From the first line to the last, copy the data exactly.
____
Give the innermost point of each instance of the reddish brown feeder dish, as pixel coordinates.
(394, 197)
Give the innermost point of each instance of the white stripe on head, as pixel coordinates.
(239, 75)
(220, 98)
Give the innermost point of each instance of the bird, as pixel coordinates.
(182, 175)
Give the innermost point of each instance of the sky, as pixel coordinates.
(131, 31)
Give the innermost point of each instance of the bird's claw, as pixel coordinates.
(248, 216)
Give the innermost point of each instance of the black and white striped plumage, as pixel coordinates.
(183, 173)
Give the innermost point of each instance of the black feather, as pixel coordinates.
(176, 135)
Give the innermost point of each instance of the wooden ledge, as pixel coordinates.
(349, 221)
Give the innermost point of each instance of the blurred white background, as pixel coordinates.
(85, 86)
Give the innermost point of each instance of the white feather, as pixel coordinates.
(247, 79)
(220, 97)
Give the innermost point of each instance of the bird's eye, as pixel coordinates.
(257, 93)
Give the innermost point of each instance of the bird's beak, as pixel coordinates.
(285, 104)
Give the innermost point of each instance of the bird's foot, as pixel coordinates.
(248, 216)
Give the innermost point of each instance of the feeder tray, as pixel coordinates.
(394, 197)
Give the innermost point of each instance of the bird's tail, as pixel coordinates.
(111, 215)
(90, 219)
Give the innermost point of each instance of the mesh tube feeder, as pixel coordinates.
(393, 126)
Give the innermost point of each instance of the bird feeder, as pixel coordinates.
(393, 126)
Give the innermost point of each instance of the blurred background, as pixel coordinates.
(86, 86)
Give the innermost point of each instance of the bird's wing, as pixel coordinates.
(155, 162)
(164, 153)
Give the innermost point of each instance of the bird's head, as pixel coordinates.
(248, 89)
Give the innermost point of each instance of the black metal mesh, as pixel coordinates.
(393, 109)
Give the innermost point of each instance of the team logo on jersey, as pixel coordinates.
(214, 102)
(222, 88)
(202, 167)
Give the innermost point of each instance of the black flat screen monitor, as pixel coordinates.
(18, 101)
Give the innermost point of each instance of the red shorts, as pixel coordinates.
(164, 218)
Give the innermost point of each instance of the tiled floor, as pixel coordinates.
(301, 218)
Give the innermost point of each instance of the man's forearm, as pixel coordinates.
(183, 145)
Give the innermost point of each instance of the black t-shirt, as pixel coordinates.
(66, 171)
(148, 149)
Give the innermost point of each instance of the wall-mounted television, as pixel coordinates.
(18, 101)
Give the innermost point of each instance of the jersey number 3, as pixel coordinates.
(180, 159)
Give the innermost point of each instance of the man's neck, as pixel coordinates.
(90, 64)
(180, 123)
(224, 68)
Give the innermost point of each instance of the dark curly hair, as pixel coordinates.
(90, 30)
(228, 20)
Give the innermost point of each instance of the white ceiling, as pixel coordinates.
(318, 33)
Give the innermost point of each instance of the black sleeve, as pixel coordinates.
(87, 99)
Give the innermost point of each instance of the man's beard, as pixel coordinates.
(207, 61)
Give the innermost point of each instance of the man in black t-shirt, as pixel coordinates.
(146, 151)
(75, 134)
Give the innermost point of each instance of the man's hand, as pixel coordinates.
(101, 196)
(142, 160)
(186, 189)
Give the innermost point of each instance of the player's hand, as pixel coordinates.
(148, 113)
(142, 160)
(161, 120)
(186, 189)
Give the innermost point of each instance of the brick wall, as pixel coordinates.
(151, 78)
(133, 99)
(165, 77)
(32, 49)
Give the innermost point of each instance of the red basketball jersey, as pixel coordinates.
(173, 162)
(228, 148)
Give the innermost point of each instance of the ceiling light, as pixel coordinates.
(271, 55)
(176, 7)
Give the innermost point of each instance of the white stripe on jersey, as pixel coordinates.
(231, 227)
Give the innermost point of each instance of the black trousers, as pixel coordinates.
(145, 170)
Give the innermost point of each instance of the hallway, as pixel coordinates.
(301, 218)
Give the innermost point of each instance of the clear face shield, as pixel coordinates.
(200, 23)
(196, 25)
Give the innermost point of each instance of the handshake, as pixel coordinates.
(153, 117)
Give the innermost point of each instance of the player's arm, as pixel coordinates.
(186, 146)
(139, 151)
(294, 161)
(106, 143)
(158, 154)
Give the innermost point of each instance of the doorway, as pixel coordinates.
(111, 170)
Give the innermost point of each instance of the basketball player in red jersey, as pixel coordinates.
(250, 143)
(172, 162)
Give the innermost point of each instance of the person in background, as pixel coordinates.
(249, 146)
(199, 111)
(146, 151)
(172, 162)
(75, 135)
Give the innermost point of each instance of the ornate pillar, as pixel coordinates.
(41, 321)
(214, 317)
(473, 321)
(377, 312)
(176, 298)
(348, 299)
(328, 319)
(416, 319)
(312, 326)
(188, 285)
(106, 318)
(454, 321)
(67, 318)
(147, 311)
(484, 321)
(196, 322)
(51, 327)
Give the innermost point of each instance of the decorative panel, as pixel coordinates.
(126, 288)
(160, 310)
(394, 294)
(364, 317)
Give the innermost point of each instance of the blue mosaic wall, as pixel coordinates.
____
Answer to this exercise:
Give the innermost point of each instance of the reddish brown feeder dish, as pixel coordinates.
(394, 197)
Give the innermost point of each instance of the white stripe on head, as pixel coordinates.
(239, 75)
(220, 98)
Give the innermost point of each instance of the bird, as pixel coordinates.
(182, 175)
Give the innermost point of each instance of the sky, as pixel coordinates.
(131, 31)
Give the innermost point of each instance of the bird's claw, as pixel coordinates.
(248, 216)
Give the innermost point of each instance of the black and white striped plumage, as pixel coordinates.
(183, 173)
Give the innermost point of each instance of the black feather, as pixel coordinates.
(176, 135)
Give the innermost point of each instance of the wooden ledge, as pixel coordinates.
(349, 221)
Give the innermost point of each instance of the blurred white background, as pixel coordinates.
(85, 86)
Give the innermost point of each instance of the white feather, as pixel coordinates.
(247, 79)
(220, 97)
Give the innermost point of each instance of the bird's eye, as pixel coordinates.
(257, 93)
Give the innermost point of each instance of the bird's beak, as pixel coordinates.
(285, 104)
Give the innermost point of each instance of the bird's foot, as pixel coordinates.
(248, 216)
Give the innermost point of each instance of the feeder tray, as pixel coordinates.
(394, 197)
Give the innermost point of each instance of the bird's tail, as pixel coordinates.
(111, 215)
(90, 219)
Give the innermost point of each instance of the mesh tube feeder, as pixel coordinates.
(393, 126)
Give the innermost point of each instance of the bird feeder, as pixel coordinates.
(393, 126)
Give the innermost point of each instance of the blurred background, as pixel coordinates.
(86, 86)
Give the innermost point of each instance of the bird's wing, as pixel coordinates.
(155, 162)
(164, 153)
Give the innermost point of each instance of the bird's head, as pixel coordinates.
(248, 89)
Give the innermost point of each instance of the black metal mesh, as pixel coordinates.
(393, 109)
Give the innermost point of each instance of the team logo on jersey, as pixel coordinates.
(214, 102)
(222, 88)
(202, 167)
Give the innermost point of each instance of the black flat screen monitor, as pixel coordinates.
(18, 101)
Give the innermost point of each instance of the red shorts, as pixel coordinates.
(164, 218)
Give the innermost point of each instance of the tiled floor, as pixel coordinates.
(301, 218)
Give the innermost point of each instance of the man's forearm, as pixel coordinates.
(183, 145)
Give the innermost point of each instance of the black t-shirt, as pixel coordinates.
(66, 171)
(148, 149)
Give the innermost point of each instance of the wall-mounted television, as pixel coordinates.
(18, 101)
Give the innermost point of each instance of the jersey number 3, as pixel coordinates.
(180, 159)
Give the innermost point of each instance of the man's neck, as pixel coordinates.
(90, 64)
(180, 123)
(224, 68)
Give the innermost point of each instance of the dark curly hair, as pixel coordinates.
(90, 30)
(228, 20)
Give the innermost point of each instance of the white ceiling, as pixel coordinates.
(318, 33)
Give the innermost point of each instance of the black sleeve, as pixel coordinates.
(87, 99)
Give the innermost point of each instance of the man's beard, as pixel coordinates.
(207, 61)
Give the innermost point of each instance of the man in black t-shirt, as pixel coordinates.
(146, 151)
(75, 134)
Give the innermost point of each instance of the man's hand, as pixel coordinates.
(101, 196)
(142, 160)
(186, 189)
Give the innermost point of each instance of the player's hand, as pixel coordinates.
(148, 113)
(142, 160)
(161, 120)
(186, 189)
Give the innermost point of each instance of the brick wall, as pixel coordinates.
(151, 78)
(133, 99)
(165, 77)
(32, 49)
Give the innermost point of each instance of the red basketball jersey, as pixel coordinates.
(173, 162)
(228, 148)
Give the innermost point of each instance of the ceiling light, as pixel coordinates.
(271, 55)
(176, 7)
Give the innermost point of each instance of the white stripe on jersey, as pixel coordinates.
(231, 227)
Give the innermost point of each instance of the black trousers, as pixel coordinates.
(145, 170)
Give the innermost point of each instance of the hallway, as pixel coordinates.
(301, 218)
Give the innermost point of each instance of the clear face shield, as pixel coordinates.
(200, 23)
(196, 25)
Give the innermost point of each instance of the handshake, as pixel coordinates.
(153, 117)
Give the innermost point of each instance of the player's arm, as pixel coordinates.
(186, 146)
(139, 151)
(294, 161)
(106, 143)
(158, 154)
Give the innermost point of each instance of the doorway, as pixel coordinates.
(111, 170)
Give the innermost point of each instance of the basketball player in red jersey, as pixel coordinates.
(250, 143)
(172, 162)
Give the innermost point of each instance of the person in background, as pixel coordinates.
(249, 146)
(199, 111)
(146, 151)
(172, 162)
(75, 135)
Give the innermost point of each instance of the ornate pillar, as pixel coordinates.
(41, 321)
(214, 317)
(473, 321)
(377, 312)
(176, 298)
(348, 299)
(328, 319)
(416, 319)
(312, 326)
(188, 285)
(106, 318)
(454, 321)
(67, 318)
(147, 311)
(484, 321)
(196, 322)
(51, 327)
Give the innermost point of each instance of the decorative panel, as pixel coordinates.
(126, 288)
(160, 310)
(394, 294)
(364, 317)
Give the innermost point of each instance of the blue mosaic wall, as pixel coordinates.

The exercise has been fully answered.